(Beginning of Records to use)

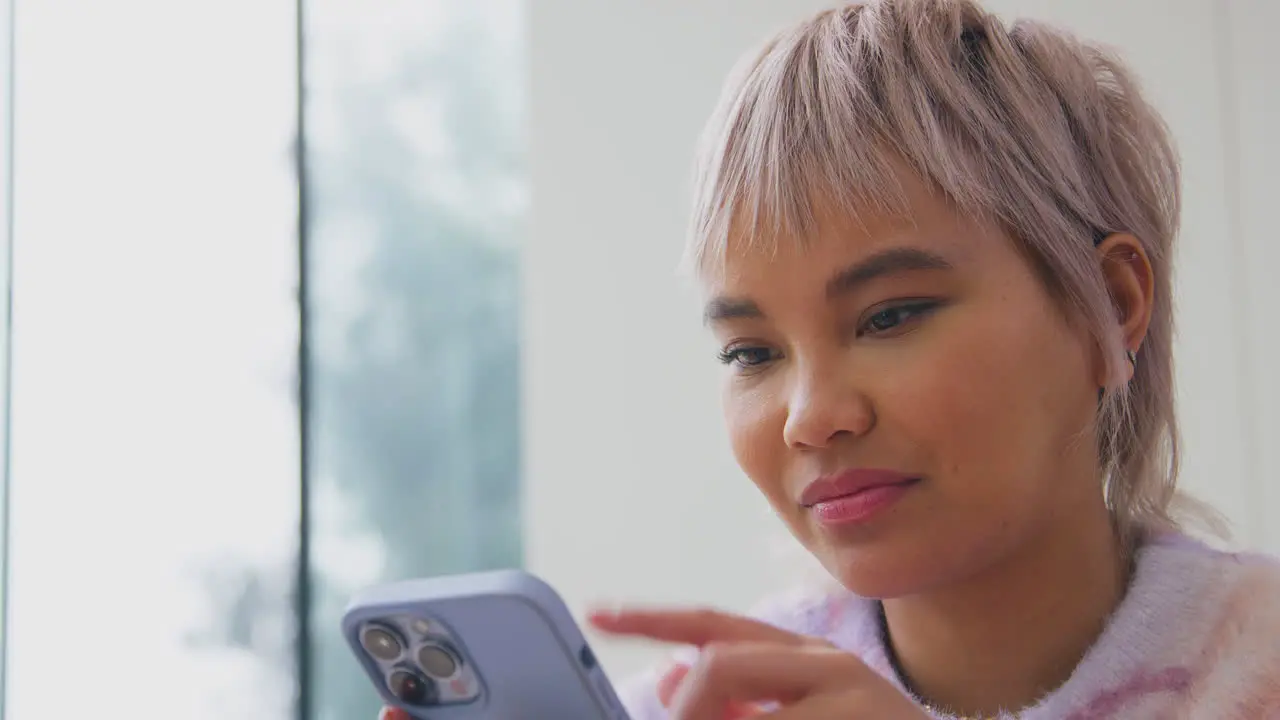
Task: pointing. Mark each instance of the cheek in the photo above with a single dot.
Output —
(754, 419)
(996, 402)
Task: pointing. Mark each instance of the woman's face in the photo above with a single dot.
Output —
(906, 395)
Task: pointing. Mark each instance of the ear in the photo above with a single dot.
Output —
(1128, 276)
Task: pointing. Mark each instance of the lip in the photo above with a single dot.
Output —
(854, 496)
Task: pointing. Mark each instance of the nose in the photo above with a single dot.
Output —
(826, 406)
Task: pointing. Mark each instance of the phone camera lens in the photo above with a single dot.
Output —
(437, 661)
(382, 643)
(411, 688)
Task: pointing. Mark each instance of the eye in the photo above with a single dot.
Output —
(746, 356)
(895, 318)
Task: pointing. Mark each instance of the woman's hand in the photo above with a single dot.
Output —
(745, 666)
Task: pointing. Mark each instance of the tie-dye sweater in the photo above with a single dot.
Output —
(1196, 637)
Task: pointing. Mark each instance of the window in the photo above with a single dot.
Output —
(160, 507)
(416, 195)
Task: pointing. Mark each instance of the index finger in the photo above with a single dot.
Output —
(693, 627)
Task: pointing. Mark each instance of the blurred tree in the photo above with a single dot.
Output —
(415, 381)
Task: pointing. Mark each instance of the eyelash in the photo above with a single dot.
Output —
(913, 310)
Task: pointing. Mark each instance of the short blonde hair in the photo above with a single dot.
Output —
(1022, 124)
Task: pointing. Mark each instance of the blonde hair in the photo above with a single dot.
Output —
(1025, 126)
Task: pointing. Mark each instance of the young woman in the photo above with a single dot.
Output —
(937, 255)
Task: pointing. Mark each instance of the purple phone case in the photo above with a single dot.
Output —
(513, 629)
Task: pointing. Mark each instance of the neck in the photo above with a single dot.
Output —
(1008, 637)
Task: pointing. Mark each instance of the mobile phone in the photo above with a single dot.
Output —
(496, 646)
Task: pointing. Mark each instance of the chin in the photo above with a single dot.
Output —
(882, 572)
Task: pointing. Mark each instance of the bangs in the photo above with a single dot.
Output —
(832, 113)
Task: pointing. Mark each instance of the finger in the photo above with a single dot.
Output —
(745, 673)
(693, 627)
(670, 684)
(850, 705)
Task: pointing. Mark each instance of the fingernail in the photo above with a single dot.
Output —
(670, 683)
(604, 614)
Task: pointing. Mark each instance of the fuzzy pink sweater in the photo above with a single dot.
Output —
(1196, 637)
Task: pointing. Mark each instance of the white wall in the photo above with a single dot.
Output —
(631, 492)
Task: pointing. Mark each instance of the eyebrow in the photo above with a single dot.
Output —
(881, 264)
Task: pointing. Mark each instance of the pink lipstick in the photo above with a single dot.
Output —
(854, 496)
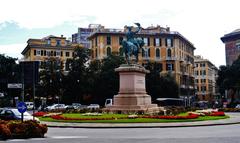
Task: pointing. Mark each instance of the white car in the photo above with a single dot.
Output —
(29, 105)
(14, 114)
(56, 106)
(238, 106)
(93, 106)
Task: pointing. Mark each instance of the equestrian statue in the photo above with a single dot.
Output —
(132, 45)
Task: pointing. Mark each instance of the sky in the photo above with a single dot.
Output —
(202, 22)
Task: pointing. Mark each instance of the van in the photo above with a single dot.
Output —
(29, 105)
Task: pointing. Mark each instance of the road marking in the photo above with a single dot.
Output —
(67, 137)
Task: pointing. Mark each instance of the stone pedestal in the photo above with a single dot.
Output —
(132, 96)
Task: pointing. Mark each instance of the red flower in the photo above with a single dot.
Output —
(39, 114)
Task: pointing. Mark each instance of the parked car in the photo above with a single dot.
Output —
(55, 106)
(238, 106)
(14, 114)
(93, 106)
(29, 105)
(1, 94)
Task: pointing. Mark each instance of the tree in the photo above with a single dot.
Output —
(75, 82)
(107, 80)
(51, 76)
(229, 79)
(9, 73)
(160, 86)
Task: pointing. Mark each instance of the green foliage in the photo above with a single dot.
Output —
(76, 80)
(51, 77)
(160, 86)
(229, 78)
(9, 73)
(18, 129)
(106, 79)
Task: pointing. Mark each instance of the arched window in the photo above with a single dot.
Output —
(96, 52)
(169, 53)
(149, 53)
(109, 51)
(121, 51)
(157, 53)
(143, 52)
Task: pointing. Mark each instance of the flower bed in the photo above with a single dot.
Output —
(191, 116)
(60, 117)
(18, 129)
(39, 114)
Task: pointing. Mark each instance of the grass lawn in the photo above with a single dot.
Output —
(136, 120)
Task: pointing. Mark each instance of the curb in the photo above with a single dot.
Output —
(118, 127)
(230, 121)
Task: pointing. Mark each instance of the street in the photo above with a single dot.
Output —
(207, 134)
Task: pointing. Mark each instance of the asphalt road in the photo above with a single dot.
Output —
(207, 134)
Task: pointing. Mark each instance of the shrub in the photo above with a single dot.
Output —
(26, 129)
(39, 114)
(5, 133)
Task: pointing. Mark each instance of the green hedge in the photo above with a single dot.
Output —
(18, 129)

(End of Records to use)

(What you should do): Write every entry again exactly as given, skipping the pictures.

(Exercise output):
Task: pointing. Mark each instance of the cheek in the photo above with a single dot.
Output —
(754, 419)
(996, 402)
Task: pointing. Mark each instance of the woman's face in the photo above with a single dot.
Output —
(906, 395)
Task: pointing. Mark each instance of the ear in the photo above with a single dot.
Output —
(1128, 276)
Task: pointing. Mark each instance of the lip in the photo above with a single dot.
Output —
(854, 496)
Task: pointing. Mark each instance of the nose in the photo above with a single dot.
Output —
(826, 406)
Task: pointing. Mark each instance of the phone camera lens in the photo above with a single dot.
Output —
(437, 661)
(382, 643)
(411, 688)
Task: pointing. Mark each instance of the eye in the photo above with a single dot.
Output —
(746, 356)
(895, 318)
Task: pointing. Mark each instance of the woman's hand in the photo above with a single dot.
Output —
(745, 666)
Task: pointing. Mark each instance of the tie-dye sweater in the photo above with a single dot.
Output —
(1196, 637)
Task: pointing. Mark each instance of the window in the photo above with a single dot.
Output —
(160, 507)
(416, 195)
Task: pointing. Mark each instance of the index finger in the photo above with a single dot.
Output —
(693, 627)
Task: pointing. Mark each instance of the blurred tree in the photo above with a single dot.
Output —
(415, 381)
Task: pointing. Mark each instance of the eyelash in the photo above with a single dot.
Output —
(913, 310)
Task: pointing. Mark each instance of the short blonde hair in the photo above with a single dot.
Output —
(1022, 124)
Task: pointing. Mark each instance of the blonde hair in the photo above with a single dot.
Output —
(1025, 126)
Task: pointing. Mark each instance of the young woman in the photo above with a single dot.
Output —
(937, 255)
Task: pointing. Mark each instance of the purple phone case in the photo above with a single dot.
Output —
(513, 629)
Task: pointing. Mark each instance of the neck in the photo above with a single dot.
Output —
(1008, 637)
Task: pointing. Mark each instance of the mobile phone in the photo above with a single dot.
Output —
(496, 646)
Task: pointing. Mark each instance of the chin in the photo above with a single dot.
Output —
(882, 572)
Task: pointing. Mark each instance of the bangs in the photo above with a single dot.
Output —
(832, 113)
Task: pointing. Mark each instance of the finger in the photo above with a single dot.
Output —
(745, 673)
(693, 627)
(670, 684)
(850, 705)
Task: pointing. Mark each instance of the fingernail in the photo above with a single dot.
Output —
(670, 683)
(604, 614)
Task: pointing. Mark each instance of the fuzzy pink sweater in the photo above with a single dot.
Output —
(1196, 637)
Task: pointing. Mark each instance of the white wall in the photo above with a single dot.
Output —
(631, 492)
Task: pointing. Mark each instance of the eyebrow in the photo above with a single dot.
Output —
(881, 264)
Task: pointing. Mark each instance of the pink lipstick in the photo above with a single dot.
Output —
(854, 496)
Task: pointing. Mark each instance of the white car in the photo above with a single dot.
Output —
(29, 105)
(14, 114)
(56, 106)
(238, 106)
(93, 106)
Task: pointing. Mark each instance of the equestrian statue in the photo above with a single dot.
Output —
(132, 45)
Task: pointing. Mark each instance of the sky in the photo above with a single dot.
Output —
(202, 22)
Task: pointing. Mark each instance of the van in the photo above with a single dot.
Output —
(29, 105)
Task: pointing. Mark each instance of the road marking in the photo above with a single dot.
Output —
(67, 137)
Task: pointing. Mark each instance of the stone pedestal in the photo above with a single dot.
Output —
(132, 96)
Task: pointing. Mark each instance of the red flower in the photo above with a single dot.
Output —
(39, 114)
Task: pointing. Mark each instance of the parked car in the photo above with a single dot.
Output —
(55, 106)
(238, 106)
(14, 114)
(93, 106)
(29, 105)
(1, 94)
Task: pointing. Mark each instance of the tree in the photo above with a single dot.
Output —
(75, 82)
(107, 80)
(51, 76)
(229, 79)
(9, 73)
(160, 86)
Task: pointing. Mark each instance of the green foliage in the photo above with a single dot.
Output —
(76, 80)
(51, 77)
(160, 86)
(229, 78)
(9, 73)
(18, 129)
(106, 79)
Task: pointing. Mark each instance of the arched window in the photo above with a single dot.
Output —
(96, 52)
(169, 53)
(149, 53)
(109, 51)
(121, 51)
(157, 53)
(143, 52)
Task: pointing. Mark each instance of the flower bed in the photo above with a single dot.
Output —
(191, 116)
(60, 117)
(18, 129)
(39, 114)
Task: pointing. Mark each instance of the grass lawn in the photo above with a single dot.
Output —
(136, 120)
Task: pointing. Mark each instance of the curb in the photo above with a single dot.
Output —
(118, 127)
(230, 121)
Task: pointing. Mark each instance of the street in the photo above with a single dot.
Output —
(207, 134)
Task: pointing. Mark each instance of the asphalt road in the photo above with a single dot.
Output —
(207, 134)
Task: pointing. Mark each instance of the shrub in the photo above with a single dot.
Output —
(26, 129)
(39, 114)
(5, 133)
Task: pointing. Mark each instance of the green hedge in the photo above with a single dot.
Output —
(18, 129)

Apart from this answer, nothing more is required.